# Task details
In the records below, the lines from the one containing "point: woman's face" through the last are to be reproduced exactly and alone.

# Source material
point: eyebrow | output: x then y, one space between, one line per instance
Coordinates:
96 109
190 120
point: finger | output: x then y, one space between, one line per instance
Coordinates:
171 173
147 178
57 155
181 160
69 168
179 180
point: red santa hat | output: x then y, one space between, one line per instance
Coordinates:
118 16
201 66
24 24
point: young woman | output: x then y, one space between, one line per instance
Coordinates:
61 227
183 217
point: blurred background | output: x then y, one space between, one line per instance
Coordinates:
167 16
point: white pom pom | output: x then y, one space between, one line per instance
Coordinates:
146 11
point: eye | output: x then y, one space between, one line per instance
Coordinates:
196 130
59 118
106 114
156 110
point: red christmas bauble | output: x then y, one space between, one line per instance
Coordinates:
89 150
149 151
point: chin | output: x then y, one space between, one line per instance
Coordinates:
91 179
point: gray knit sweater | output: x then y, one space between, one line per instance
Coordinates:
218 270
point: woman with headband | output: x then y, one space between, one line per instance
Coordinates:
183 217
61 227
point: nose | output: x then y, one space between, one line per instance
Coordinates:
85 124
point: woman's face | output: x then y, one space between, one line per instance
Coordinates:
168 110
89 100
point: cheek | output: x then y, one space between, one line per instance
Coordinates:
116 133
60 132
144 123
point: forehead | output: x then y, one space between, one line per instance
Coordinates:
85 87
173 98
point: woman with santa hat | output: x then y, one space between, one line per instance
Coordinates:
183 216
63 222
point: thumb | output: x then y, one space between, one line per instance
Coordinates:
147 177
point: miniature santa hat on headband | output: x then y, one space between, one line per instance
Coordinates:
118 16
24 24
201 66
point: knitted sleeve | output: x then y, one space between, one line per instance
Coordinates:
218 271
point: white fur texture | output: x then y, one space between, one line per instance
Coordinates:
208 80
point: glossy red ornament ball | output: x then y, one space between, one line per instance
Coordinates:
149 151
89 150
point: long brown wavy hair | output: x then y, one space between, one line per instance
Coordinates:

# Solution to this exercise
point: woman's face | output: x then y, one space between, one line per instance
Coordinates:
168 110
89 100
point: cheek | output: x then y, one space between, one line per instance
Coordinates:
116 133
60 132
144 123
point: forehead | output: x then y, one space between, one line per instance
Coordinates:
85 87
173 98
point: woman with santa hat | output: x then y, one space between, one line per instance
Coordinates:
183 216
63 222
point: thumb | output: x then y, one space between, one line per instance
Coordinates:
147 177
point: miniature santa hat on headband | output: x then y, one space between, one line per instance
Coordinates:
118 16
24 24
201 66
point: knitted sleeve | output: x then y, one space between, one line per instance
Coordinates:
218 271
point: white fur texture | output: x then y, one space between, one line per instance
Coordinates:
208 80
point: glossy red ornament ball | output: x then y, one space between, one line per instance
Coordinates:
149 151
89 150
point: long brown wavy hair | output: x then y, one space between, one line per instance
Coordinates:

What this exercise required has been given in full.